▶ [Given passage]:
*** Block opens ***
An Okotoks optician is all about the patient experience.
Dr. Mark Pitcher and Okotoks Eyecare won the Gold award for best place for optical/optician in this year’s Best of the Foothills Readers’ Choice Awards contest. Eyes 360 received the Silver and IRIS took the Bronze-level award.
“We consider it a great honour and we’re grateful for the graciousness of those people who voted for us,” said Pitcher. “We just try our best to make sure that our patients’ needs are addressed and they feel comfortable and they feel like they’re being listened to.”
The practice isn’t new to town. Pitcher, who has been in Okotoks for more than 25 years, took over from Dr. Vic Sillanpaa, who had opened the office in 1982 and moved to High River.
“We’ve always appreciated the support from our patients at Okotoks Eyecare and we look forward to their continued support,” said Pitcher.
Patients have been the key of developing the practice, which has outgrown two locations – one on Elizabeth Street and an office at the Cornerstone shopping area next to Starbucks. This summer, Okotoks Eyecare moved across the parking lot to a new office in the former Payless Shoes space.
The move hasn’t been easy during COVID-19, but Pitcher said it’s all coming together amidst the chaos.
*** Block closes ***
▶ [Problem details]: Continue the news article about Okotoks Eyecare's Readers' Choice win from its final sentence onward.

▶ [Point-per-instance localization data]:
*** Block opens ***
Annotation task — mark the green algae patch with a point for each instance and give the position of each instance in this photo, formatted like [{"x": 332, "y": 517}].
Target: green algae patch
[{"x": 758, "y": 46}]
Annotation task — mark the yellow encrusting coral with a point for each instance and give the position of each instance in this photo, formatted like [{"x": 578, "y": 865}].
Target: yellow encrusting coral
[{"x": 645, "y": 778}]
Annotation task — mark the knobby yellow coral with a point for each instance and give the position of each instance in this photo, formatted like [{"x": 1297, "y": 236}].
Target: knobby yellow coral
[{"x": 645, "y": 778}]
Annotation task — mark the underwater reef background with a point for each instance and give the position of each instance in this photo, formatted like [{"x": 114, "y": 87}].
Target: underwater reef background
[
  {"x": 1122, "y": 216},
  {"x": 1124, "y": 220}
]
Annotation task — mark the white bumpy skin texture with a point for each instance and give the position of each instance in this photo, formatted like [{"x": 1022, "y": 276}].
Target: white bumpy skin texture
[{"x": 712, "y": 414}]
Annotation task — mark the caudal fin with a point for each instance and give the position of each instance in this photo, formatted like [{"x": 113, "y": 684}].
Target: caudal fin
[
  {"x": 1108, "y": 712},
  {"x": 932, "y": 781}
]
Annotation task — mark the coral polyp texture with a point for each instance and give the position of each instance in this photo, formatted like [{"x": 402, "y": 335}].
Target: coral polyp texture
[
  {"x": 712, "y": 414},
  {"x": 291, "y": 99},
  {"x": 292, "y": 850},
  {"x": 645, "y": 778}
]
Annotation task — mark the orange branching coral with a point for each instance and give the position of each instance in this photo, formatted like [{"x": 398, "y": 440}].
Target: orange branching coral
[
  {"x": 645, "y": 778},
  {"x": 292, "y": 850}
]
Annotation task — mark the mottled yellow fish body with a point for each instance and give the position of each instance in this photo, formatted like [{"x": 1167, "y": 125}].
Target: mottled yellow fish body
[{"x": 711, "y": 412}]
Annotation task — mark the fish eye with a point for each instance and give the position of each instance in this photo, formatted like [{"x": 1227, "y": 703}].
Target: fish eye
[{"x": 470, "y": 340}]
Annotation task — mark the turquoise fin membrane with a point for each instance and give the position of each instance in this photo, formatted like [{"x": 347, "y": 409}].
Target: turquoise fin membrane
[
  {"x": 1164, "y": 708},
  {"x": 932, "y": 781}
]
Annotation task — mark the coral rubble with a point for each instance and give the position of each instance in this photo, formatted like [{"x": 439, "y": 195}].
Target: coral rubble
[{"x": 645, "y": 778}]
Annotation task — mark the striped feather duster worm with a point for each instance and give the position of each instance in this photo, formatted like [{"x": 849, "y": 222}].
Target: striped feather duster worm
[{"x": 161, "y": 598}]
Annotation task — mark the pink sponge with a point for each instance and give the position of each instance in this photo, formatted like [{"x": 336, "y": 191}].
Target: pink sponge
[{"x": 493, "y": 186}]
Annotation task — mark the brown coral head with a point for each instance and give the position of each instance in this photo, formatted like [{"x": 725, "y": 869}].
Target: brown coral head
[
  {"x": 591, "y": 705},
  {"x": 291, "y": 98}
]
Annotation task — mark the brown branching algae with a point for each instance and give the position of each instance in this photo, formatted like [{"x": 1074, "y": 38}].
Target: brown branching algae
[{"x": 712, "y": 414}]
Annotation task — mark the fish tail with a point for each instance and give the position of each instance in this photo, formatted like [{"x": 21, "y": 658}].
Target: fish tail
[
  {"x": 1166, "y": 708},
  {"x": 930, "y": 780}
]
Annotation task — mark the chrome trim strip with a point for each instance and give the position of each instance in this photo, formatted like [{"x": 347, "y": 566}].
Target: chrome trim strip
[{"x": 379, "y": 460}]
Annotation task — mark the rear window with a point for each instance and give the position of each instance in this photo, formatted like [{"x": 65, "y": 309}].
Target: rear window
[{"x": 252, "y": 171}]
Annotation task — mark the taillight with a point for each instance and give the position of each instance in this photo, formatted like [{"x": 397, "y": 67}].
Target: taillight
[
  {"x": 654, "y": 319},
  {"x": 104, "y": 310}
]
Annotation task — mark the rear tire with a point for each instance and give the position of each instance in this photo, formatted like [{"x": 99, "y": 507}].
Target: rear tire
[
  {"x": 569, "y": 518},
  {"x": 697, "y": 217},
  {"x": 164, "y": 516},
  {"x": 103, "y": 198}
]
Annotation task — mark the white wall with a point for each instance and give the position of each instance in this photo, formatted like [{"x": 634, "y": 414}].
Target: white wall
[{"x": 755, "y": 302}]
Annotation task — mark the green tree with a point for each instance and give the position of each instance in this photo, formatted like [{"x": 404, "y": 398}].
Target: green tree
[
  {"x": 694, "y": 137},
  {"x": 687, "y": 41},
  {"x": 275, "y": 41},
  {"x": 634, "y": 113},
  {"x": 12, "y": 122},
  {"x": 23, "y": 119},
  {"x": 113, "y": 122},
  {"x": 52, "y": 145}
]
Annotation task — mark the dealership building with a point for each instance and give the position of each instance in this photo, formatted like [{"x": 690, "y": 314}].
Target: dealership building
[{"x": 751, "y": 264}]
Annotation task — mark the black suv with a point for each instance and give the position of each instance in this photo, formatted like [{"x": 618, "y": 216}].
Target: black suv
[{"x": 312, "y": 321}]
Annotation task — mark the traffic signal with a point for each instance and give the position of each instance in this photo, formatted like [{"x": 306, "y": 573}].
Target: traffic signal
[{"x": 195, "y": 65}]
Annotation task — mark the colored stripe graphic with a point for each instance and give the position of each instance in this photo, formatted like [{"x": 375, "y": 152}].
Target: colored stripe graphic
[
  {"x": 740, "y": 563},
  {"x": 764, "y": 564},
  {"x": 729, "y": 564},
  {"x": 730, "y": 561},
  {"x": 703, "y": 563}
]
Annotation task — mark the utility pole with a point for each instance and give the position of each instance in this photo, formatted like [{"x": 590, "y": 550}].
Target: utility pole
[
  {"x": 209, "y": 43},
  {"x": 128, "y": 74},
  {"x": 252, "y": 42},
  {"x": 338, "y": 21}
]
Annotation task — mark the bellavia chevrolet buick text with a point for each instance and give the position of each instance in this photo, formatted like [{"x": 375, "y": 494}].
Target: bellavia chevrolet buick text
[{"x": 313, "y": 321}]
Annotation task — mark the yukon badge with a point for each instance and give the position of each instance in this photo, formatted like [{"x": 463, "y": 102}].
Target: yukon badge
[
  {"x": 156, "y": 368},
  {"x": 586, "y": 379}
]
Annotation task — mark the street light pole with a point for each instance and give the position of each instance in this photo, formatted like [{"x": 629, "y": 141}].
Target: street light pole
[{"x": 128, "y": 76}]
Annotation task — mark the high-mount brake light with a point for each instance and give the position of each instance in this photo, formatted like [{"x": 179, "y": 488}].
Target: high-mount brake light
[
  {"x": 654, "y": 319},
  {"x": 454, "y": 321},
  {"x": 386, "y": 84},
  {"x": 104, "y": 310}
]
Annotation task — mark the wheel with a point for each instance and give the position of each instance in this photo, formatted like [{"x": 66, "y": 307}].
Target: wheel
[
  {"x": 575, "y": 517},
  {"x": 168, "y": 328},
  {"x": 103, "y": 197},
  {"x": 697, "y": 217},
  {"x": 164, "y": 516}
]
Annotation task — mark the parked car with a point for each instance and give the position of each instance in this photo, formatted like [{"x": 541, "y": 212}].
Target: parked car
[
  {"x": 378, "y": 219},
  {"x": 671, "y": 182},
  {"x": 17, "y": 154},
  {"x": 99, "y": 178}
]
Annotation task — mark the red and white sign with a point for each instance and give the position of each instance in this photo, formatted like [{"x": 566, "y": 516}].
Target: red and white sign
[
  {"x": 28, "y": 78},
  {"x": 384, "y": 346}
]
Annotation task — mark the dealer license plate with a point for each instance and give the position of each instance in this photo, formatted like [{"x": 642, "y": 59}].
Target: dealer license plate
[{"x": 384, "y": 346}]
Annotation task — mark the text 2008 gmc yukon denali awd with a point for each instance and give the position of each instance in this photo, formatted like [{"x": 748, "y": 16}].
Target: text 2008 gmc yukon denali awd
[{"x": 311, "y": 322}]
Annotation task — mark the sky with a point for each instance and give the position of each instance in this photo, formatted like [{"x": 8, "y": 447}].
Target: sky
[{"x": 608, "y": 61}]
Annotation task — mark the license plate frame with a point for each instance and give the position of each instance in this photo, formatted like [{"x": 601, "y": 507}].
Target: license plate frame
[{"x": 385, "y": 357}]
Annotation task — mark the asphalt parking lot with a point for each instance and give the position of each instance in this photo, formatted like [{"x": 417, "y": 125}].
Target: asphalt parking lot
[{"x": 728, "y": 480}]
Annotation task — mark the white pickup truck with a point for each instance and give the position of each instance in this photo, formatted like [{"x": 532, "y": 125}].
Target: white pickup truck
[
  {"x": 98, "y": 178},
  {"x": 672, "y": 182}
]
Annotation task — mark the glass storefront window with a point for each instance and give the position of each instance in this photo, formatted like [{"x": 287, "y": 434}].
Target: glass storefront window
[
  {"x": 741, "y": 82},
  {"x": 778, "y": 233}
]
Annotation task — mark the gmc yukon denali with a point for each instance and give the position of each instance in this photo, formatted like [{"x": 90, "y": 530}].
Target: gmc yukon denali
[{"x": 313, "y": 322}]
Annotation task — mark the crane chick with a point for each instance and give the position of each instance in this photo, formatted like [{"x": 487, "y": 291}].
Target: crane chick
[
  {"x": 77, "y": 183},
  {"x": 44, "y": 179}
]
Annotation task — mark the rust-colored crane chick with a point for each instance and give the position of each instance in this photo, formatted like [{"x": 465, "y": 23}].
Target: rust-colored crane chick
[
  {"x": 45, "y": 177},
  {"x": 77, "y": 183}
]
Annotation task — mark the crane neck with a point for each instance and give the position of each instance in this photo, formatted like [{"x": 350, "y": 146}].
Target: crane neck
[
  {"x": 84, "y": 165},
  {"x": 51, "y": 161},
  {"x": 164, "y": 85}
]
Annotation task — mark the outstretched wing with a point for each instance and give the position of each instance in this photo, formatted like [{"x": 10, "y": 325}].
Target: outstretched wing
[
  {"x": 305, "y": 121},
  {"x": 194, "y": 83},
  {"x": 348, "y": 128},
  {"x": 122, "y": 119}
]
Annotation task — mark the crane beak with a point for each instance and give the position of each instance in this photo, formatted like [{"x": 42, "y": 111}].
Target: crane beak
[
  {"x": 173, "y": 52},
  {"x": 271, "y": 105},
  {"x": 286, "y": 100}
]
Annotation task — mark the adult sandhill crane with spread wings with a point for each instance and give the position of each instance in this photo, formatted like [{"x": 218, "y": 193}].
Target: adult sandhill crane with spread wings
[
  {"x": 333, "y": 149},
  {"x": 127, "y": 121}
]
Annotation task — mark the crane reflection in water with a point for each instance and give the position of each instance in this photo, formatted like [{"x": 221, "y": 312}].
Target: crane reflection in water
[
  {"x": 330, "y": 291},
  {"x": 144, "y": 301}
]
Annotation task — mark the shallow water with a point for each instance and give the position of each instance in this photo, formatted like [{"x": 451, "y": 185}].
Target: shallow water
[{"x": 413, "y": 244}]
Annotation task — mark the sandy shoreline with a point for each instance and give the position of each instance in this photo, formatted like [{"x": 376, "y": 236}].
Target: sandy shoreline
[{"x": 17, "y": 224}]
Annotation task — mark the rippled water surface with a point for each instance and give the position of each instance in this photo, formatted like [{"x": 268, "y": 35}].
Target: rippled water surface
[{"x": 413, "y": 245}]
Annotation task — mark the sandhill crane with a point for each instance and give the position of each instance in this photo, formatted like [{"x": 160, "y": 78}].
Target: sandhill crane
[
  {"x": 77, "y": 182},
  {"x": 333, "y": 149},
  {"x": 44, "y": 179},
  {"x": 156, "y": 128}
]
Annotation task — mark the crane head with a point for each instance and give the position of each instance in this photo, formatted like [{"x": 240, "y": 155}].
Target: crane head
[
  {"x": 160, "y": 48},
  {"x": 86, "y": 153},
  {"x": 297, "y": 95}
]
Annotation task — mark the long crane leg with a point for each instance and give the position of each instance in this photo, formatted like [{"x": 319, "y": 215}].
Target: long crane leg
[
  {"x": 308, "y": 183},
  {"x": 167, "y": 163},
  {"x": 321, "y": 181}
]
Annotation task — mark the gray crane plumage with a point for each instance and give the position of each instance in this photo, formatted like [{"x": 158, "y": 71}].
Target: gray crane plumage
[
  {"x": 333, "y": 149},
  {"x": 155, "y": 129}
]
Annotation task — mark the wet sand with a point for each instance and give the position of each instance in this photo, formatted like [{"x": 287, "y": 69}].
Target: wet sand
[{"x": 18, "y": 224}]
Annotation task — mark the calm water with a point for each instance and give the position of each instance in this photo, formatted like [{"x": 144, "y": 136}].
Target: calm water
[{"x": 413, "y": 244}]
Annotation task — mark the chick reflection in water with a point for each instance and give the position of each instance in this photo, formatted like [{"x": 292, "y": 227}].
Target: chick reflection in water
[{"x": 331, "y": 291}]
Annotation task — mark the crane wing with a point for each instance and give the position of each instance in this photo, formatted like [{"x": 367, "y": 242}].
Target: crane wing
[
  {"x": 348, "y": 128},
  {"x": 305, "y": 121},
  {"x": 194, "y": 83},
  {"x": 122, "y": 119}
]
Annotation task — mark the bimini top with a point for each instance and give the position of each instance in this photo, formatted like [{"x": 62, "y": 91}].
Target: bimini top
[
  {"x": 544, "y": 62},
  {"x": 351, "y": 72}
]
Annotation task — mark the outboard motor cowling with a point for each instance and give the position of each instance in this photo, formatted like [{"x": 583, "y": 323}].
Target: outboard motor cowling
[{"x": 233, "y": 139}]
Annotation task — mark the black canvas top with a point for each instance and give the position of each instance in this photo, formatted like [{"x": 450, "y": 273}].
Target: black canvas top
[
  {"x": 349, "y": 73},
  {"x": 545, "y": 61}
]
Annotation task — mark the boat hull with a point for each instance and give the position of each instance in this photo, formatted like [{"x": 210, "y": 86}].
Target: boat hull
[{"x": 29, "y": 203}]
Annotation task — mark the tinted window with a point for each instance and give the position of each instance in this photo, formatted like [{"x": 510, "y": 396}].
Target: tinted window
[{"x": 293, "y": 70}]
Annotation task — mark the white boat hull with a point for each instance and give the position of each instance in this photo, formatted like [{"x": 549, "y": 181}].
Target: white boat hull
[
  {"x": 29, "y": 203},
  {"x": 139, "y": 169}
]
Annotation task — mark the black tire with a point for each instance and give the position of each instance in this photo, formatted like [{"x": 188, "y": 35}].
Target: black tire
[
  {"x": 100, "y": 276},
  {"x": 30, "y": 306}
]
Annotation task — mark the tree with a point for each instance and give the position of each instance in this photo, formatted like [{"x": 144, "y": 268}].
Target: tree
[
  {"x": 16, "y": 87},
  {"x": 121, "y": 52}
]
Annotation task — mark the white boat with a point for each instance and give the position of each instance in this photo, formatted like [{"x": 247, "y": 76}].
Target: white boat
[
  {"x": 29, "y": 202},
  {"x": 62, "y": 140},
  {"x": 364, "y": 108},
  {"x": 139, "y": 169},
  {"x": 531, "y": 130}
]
*** Block closes ***
▶ [Answer space]:
“Building a new office in this environment has been very challenging, but in spite of that, because of staff and the patience of our patients, and our construction people who have been doing their best to make things work, and our computer support and vendors who help us with new equipment and such, we’re working through it,” he said.
The new office will provide extra space, allowing Pitcher to hire more doctors and have them be able to work increased hours. It will also allow the office to provide more services to comply with the increased scope of practice for optometrists in Alberta, such as prescribing, dispensing or selling oral and topical medications, managing and treating glaucoma independently, ordering and analyzing lab tests, and ordering and applying ultrasound.
“We needed more space to be able to offer those services,” said Pitcher.